PROBLEM DESCRIPTION:
Reproduce verbatim everything in the data from the line containing "Bet you can't find nose" down to the final line, with both of those lines included.

THE DATA:
════
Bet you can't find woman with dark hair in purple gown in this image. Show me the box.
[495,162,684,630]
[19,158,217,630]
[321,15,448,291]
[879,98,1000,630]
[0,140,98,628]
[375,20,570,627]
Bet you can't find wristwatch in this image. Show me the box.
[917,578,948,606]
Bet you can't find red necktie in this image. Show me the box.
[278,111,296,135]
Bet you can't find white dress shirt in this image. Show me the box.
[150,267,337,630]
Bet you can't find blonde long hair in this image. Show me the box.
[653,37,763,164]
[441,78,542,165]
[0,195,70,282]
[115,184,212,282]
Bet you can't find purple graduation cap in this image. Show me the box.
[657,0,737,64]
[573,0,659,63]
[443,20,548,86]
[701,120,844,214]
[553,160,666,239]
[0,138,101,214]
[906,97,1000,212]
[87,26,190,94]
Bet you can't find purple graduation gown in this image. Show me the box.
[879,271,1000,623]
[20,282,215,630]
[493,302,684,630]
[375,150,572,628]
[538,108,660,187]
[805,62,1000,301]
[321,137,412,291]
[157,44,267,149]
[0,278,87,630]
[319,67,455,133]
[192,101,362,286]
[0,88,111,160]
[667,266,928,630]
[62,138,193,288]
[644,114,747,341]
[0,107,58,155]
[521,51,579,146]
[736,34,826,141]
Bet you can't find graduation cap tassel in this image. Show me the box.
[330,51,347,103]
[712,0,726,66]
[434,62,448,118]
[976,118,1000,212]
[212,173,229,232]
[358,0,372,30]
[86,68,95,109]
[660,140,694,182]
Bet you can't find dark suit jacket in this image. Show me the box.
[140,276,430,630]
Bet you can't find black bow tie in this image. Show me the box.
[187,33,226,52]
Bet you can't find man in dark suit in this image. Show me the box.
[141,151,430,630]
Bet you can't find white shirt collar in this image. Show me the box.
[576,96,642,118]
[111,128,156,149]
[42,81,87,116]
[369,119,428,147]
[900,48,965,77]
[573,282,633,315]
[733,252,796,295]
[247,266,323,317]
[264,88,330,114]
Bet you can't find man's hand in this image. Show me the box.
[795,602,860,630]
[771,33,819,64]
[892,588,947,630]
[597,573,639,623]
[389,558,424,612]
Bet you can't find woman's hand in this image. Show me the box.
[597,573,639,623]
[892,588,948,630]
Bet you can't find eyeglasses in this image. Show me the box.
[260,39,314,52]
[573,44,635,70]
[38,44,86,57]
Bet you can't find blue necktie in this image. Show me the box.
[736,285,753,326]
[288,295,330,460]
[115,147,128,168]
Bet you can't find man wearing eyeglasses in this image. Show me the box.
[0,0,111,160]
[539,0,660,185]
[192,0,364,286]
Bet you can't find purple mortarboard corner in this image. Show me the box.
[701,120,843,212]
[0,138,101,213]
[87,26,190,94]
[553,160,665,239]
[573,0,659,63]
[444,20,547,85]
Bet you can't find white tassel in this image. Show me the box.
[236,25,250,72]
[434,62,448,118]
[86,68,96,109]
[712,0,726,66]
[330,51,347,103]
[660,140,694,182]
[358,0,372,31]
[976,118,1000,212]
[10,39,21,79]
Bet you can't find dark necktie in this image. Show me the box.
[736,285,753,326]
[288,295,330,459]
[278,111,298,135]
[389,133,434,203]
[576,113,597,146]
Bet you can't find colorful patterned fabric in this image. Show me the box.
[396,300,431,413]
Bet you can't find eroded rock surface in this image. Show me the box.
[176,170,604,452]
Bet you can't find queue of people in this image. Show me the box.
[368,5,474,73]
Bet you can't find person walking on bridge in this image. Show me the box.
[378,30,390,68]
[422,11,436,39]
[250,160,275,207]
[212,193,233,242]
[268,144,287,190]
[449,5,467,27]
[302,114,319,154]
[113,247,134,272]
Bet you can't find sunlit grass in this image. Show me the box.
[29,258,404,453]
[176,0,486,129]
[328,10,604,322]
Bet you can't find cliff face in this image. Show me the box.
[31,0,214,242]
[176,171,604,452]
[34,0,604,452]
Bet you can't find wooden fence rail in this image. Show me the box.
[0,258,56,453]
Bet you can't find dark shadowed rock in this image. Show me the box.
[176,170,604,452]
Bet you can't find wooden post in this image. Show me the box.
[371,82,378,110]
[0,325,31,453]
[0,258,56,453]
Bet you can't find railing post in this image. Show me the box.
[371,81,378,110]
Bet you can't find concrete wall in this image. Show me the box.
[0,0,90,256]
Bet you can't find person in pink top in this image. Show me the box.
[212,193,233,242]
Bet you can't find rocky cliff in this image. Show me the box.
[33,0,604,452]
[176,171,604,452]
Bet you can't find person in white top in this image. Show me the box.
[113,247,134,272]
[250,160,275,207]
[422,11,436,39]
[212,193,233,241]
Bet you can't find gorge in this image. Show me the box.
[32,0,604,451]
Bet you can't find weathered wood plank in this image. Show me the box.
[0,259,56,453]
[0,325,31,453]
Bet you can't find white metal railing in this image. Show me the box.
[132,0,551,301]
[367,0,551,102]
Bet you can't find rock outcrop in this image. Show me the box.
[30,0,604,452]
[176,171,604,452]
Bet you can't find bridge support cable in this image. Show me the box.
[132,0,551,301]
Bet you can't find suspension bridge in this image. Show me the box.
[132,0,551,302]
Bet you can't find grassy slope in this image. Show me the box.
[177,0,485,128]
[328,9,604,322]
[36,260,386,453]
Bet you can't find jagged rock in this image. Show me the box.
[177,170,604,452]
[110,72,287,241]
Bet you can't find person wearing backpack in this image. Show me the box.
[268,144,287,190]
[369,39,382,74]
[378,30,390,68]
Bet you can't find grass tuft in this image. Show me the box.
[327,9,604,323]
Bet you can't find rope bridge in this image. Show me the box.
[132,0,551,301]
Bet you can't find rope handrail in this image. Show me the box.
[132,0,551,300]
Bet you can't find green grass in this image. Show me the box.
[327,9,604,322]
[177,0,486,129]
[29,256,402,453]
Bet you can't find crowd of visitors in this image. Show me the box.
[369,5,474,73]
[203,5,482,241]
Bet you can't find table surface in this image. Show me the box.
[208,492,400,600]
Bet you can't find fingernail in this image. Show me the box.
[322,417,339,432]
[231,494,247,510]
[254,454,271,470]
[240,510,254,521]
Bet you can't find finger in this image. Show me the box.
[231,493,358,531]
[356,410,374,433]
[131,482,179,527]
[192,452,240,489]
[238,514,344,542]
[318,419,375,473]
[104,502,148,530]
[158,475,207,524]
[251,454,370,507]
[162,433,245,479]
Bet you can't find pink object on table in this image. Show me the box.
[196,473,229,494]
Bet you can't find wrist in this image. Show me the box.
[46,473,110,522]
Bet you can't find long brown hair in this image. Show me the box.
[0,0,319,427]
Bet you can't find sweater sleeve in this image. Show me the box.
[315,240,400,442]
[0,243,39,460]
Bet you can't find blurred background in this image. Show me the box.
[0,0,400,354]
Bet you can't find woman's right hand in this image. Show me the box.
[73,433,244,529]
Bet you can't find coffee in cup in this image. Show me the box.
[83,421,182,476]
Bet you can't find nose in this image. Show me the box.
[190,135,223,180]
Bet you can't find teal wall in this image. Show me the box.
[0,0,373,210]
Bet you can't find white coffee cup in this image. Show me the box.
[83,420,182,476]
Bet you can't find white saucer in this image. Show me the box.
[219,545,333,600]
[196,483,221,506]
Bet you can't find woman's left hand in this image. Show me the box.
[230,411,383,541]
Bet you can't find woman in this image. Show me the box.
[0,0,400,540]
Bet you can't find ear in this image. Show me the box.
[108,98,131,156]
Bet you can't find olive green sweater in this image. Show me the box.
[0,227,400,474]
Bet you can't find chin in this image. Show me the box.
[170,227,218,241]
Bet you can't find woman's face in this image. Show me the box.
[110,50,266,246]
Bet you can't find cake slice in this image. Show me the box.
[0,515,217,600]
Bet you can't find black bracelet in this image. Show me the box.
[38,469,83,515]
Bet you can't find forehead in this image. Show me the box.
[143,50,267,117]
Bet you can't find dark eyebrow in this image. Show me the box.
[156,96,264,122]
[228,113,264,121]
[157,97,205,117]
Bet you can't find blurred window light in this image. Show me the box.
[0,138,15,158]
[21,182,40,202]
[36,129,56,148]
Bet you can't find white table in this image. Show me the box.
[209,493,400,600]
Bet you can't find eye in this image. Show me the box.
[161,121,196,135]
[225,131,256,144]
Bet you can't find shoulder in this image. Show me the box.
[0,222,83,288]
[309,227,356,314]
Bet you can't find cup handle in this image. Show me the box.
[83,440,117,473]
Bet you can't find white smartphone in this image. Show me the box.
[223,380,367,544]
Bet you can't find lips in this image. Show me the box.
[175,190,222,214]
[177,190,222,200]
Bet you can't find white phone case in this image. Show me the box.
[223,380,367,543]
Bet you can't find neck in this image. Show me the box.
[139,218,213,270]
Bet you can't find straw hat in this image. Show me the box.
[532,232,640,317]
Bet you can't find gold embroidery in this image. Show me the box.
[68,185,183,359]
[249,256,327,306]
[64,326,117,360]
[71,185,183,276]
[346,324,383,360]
════
SOLUTION TO THIS TASK:
Bet you can't find nose in this image. Show me the box.
[190,135,223,180]
Bet you can't find teal wall in this image. Show me the box.
[0,0,373,210]
Bet you can't find white coffee cup in this image. Show me the box.
[83,420,182,476]
Bet you can't find white saucer in this image. Show me the box.
[219,545,333,600]
[196,483,221,506]
Bet you can't find woman's left hand in this image. Show me the box.
[230,411,383,541]
Bet you can't find woman in this image. Show me the box.
[0,0,400,540]
Bet you can't find ear in this image. Show me the box.
[108,98,131,156]
Bet you can't find olive green sweater in this image. Show me the box.
[0,227,400,474]
Bet you can't find chin in this image. Show me the box.
[170,227,218,241]
Bet you can't find woman's face in this image. Show me the box.
[110,50,266,246]
Bet you can't find cake slice in this image. Show me the box.
[0,515,217,600]
Bet you can't find black bracelet in this image. Show me the box.
[38,469,83,515]
Bet you can't find forehead in this image. Show me the box.
[143,50,267,117]
Bet you can't find dark eyebrow in this image. Show me the box.
[156,96,264,122]
[228,113,264,121]
[157,97,205,117]
Bet you can't find blurred window light in this image. Show me the box.
[0,138,15,158]
[21,182,40,202]
[36,129,56,148]
Bet you can't find white table in this image. Show me the box.
[209,493,400,600]
Bet you can't find eye in this image. Show me the box.
[161,121,196,135]
[225,131,256,144]
Bet you can't find shoulder in this image. Show me the box.
[0,222,83,288]
[309,227,356,314]
Bet you can't find cup handle in this image. Show me the box.
[83,440,117,473]
Bet you can't find white smartphone in this image. Show me the box.
[223,380,367,544]
Bet you can't find lips in this image. Show me the box.
[175,190,222,214]
[177,190,222,200]
Bet you can't find white phone case in this image. Show me the box.
[223,380,367,543]
Bet you can't find neck in this image. Show me the box.
[139,218,213,270]
Bet you can't find straw hat in this image. Show me the box.
[532,232,640,317]
Bet you can't find gold embroidery in this image. Show me the box.
[68,185,183,359]
[249,256,327,306]
[64,326,117,360]
[71,185,183,276]
[346,324,383,360]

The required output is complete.